*What to work on*:
Copy each row below word for word, changing nothing.
=====
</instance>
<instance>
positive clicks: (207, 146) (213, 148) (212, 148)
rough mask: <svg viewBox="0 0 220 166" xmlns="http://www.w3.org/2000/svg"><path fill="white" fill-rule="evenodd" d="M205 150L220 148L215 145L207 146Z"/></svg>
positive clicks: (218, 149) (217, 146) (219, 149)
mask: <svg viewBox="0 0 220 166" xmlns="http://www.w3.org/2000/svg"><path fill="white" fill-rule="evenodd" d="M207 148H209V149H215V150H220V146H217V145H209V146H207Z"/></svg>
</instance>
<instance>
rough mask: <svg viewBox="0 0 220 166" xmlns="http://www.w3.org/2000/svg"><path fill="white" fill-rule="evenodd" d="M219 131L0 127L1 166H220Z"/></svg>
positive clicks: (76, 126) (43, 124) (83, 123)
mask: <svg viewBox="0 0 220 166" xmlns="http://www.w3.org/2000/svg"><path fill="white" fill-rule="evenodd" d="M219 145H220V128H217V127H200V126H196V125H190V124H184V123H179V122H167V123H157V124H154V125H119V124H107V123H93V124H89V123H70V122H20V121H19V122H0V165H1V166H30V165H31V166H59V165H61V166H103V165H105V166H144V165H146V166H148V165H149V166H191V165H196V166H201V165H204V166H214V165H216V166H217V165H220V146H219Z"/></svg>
=====
*Solution to the problem*:
</instance>
<instance>
positive clicks: (207, 146) (213, 148) (212, 148)
rough mask: <svg viewBox="0 0 220 166" xmlns="http://www.w3.org/2000/svg"><path fill="white" fill-rule="evenodd" d="M205 150L220 148L215 145L207 146Z"/></svg>
positive clicks: (218, 149) (217, 146) (219, 149)
mask: <svg viewBox="0 0 220 166" xmlns="http://www.w3.org/2000/svg"><path fill="white" fill-rule="evenodd" d="M207 148H209V149H215V150H220V146H217V145H209V146H207Z"/></svg>
</instance>
<instance>
rough mask: <svg viewBox="0 0 220 166" xmlns="http://www.w3.org/2000/svg"><path fill="white" fill-rule="evenodd" d="M219 131L0 127L1 166H220Z"/></svg>
positive clicks: (76, 126) (43, 124) (83, 123)
mask: <svg viewBox="0 0 220 166" xmlns="http://www.w3.org/2000/svg"><path fill="white" fill-rule="evenodd" d="M219 145H220V128H217V127H200V126H196V125H190V124H184V123H179V122H167V123H157V124H154V125H119V124H107V123H93V124H89V123H70V122H20V121H19V122H0V165H1V166H30V165H31V166H59V165H61V166H103V165H105V166H144V165H146V166H148V165H149V166H191V165H196V166H201V165H204V166H214V165H216V166H217V165H220V146H219Z"/></svg>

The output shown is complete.